◆ OBJECTIVE: Collect each line in the rows below that contains the word "green" and copy those lines out in full.

◆ MATERIAL PROVIDED:
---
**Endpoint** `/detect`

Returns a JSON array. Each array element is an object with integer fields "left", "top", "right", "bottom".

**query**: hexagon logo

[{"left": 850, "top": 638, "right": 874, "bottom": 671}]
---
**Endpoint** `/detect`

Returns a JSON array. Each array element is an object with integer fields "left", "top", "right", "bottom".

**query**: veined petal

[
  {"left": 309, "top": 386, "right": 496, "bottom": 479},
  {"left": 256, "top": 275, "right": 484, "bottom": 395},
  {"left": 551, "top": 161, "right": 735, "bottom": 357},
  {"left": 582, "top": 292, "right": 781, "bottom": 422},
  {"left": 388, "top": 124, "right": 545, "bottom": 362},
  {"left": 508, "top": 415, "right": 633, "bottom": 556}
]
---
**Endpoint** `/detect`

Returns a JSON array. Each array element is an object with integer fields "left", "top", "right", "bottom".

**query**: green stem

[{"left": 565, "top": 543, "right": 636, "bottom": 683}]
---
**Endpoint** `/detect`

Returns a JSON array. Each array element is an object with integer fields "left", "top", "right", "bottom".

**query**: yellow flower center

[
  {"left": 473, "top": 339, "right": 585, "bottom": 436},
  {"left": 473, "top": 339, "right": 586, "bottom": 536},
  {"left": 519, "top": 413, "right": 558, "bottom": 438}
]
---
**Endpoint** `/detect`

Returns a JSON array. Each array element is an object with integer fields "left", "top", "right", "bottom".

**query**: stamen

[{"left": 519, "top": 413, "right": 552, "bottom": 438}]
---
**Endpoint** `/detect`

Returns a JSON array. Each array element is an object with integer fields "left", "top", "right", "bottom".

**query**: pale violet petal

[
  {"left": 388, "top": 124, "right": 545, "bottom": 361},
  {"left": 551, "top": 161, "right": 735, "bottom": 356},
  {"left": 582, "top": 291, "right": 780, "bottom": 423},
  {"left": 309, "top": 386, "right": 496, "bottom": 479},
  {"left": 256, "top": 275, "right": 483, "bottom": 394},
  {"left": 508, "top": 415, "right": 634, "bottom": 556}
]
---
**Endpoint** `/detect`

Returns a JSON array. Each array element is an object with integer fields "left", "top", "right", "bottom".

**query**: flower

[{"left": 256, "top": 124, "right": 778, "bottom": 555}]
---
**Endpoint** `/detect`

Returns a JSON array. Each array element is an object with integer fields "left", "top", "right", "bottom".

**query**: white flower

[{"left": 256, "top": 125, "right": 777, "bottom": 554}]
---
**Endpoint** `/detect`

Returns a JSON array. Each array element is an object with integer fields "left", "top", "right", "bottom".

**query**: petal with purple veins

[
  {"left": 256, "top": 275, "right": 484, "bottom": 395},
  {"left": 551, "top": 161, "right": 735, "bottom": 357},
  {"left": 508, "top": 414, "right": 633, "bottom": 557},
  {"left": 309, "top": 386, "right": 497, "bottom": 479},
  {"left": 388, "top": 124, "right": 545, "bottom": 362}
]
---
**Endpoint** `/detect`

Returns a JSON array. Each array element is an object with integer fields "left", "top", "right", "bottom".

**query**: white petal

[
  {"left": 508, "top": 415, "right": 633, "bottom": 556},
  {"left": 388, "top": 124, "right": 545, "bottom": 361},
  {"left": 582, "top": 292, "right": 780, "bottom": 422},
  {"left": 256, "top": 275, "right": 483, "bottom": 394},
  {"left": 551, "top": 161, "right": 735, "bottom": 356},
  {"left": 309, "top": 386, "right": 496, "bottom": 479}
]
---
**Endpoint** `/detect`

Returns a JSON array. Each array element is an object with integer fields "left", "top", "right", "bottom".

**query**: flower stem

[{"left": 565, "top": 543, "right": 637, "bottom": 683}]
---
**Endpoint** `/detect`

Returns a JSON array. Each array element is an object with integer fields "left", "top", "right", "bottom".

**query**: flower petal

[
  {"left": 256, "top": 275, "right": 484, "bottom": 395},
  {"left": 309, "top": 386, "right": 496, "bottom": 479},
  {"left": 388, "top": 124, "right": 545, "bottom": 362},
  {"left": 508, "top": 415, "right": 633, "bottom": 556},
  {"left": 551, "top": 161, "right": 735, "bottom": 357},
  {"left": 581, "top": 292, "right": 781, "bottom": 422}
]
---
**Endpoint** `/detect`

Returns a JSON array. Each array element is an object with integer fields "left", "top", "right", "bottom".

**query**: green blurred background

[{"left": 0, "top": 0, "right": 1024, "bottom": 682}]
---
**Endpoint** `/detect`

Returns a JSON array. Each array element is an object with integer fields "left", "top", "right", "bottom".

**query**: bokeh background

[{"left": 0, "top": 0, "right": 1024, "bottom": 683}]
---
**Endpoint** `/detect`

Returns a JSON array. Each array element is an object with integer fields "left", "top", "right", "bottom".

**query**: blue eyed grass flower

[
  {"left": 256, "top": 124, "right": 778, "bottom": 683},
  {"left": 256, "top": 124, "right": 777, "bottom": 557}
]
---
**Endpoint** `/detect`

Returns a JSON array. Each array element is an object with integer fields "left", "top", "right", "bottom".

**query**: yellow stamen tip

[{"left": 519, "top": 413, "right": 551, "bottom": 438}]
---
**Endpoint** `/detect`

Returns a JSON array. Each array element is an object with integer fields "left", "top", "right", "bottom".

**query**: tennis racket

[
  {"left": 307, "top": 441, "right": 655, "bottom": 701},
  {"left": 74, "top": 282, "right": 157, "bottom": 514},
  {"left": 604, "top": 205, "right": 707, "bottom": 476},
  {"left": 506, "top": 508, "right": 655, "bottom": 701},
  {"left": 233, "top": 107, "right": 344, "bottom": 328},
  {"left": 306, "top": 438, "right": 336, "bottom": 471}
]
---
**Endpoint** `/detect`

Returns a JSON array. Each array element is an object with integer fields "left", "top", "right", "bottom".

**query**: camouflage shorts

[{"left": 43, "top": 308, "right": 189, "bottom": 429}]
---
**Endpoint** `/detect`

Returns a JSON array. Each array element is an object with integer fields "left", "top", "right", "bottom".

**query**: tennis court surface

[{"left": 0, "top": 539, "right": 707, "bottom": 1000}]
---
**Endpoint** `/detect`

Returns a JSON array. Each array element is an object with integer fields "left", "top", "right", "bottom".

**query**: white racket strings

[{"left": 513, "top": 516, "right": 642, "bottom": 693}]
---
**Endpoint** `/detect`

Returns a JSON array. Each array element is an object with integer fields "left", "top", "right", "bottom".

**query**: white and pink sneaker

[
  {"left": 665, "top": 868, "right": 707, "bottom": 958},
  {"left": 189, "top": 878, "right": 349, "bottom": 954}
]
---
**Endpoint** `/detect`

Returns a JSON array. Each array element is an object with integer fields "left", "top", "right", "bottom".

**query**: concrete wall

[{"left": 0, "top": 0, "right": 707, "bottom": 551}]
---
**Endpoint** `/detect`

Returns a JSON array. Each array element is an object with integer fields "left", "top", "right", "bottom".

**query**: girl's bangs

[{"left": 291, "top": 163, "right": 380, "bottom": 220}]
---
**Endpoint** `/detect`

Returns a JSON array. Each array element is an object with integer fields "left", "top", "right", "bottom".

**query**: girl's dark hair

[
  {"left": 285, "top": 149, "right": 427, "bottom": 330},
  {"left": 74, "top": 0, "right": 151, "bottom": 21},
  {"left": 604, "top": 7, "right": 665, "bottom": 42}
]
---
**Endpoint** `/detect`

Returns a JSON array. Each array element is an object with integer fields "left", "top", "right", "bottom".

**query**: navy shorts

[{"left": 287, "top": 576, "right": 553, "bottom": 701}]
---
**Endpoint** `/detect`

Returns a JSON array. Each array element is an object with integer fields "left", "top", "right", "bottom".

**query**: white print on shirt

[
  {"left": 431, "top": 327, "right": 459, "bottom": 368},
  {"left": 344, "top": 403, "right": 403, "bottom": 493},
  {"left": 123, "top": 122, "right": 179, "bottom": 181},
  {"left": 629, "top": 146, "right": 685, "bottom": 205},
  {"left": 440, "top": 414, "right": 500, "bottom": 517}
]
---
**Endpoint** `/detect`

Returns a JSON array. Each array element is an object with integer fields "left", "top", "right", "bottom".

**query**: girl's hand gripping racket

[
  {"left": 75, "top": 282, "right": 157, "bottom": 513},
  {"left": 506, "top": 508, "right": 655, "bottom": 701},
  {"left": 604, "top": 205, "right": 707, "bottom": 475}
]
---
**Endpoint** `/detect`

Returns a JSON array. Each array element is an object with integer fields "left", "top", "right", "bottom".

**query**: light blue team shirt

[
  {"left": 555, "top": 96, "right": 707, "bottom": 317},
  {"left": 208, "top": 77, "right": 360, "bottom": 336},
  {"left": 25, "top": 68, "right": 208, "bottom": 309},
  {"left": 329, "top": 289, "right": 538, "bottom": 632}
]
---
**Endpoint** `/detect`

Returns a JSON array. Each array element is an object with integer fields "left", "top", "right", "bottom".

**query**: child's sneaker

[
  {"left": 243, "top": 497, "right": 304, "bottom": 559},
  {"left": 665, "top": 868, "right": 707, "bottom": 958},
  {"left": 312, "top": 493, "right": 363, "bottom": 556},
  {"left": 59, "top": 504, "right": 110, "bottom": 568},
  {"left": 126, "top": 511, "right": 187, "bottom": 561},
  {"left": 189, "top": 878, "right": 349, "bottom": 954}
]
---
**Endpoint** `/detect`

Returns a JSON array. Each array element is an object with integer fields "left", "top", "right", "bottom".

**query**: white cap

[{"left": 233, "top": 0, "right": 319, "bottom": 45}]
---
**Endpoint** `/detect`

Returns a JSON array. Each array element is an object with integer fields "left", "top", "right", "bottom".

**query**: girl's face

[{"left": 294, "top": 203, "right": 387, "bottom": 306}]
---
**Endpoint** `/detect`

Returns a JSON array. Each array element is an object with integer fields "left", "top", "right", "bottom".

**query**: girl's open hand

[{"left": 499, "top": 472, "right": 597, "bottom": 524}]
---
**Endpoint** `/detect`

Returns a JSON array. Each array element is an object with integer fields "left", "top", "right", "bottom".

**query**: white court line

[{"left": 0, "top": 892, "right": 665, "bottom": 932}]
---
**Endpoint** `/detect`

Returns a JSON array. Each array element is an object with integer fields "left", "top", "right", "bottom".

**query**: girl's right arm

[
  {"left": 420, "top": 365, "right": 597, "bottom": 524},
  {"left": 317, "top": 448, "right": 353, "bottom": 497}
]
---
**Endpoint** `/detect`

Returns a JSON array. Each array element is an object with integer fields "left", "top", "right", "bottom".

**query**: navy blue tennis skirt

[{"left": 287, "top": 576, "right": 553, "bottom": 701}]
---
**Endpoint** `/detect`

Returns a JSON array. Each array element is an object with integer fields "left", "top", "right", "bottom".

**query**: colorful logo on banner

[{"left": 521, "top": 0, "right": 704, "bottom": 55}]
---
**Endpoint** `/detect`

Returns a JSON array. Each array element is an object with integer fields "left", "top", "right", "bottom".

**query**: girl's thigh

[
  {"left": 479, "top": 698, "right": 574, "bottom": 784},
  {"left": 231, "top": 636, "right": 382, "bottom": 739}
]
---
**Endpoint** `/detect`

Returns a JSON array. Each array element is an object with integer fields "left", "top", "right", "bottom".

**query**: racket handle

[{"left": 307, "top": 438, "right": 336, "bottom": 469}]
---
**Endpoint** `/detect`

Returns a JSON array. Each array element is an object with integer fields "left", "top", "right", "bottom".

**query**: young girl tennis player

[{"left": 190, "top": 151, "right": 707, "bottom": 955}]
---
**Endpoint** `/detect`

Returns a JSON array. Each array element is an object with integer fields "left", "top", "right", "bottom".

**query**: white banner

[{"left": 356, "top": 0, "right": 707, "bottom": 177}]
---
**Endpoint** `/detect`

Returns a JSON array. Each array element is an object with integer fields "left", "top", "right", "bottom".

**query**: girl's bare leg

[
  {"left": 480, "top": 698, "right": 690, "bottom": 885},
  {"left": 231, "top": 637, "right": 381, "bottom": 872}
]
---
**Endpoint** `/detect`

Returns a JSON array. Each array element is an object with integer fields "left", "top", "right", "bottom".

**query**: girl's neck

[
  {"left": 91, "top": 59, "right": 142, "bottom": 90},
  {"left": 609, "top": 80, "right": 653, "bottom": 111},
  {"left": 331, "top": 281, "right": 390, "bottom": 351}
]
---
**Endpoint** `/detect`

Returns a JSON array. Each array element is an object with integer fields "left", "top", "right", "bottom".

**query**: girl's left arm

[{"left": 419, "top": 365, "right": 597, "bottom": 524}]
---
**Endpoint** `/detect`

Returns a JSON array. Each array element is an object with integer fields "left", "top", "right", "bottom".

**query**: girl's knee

◆ RESULT FOR THIS EXERCISE:
**query**: green stem
**query**: green blurred background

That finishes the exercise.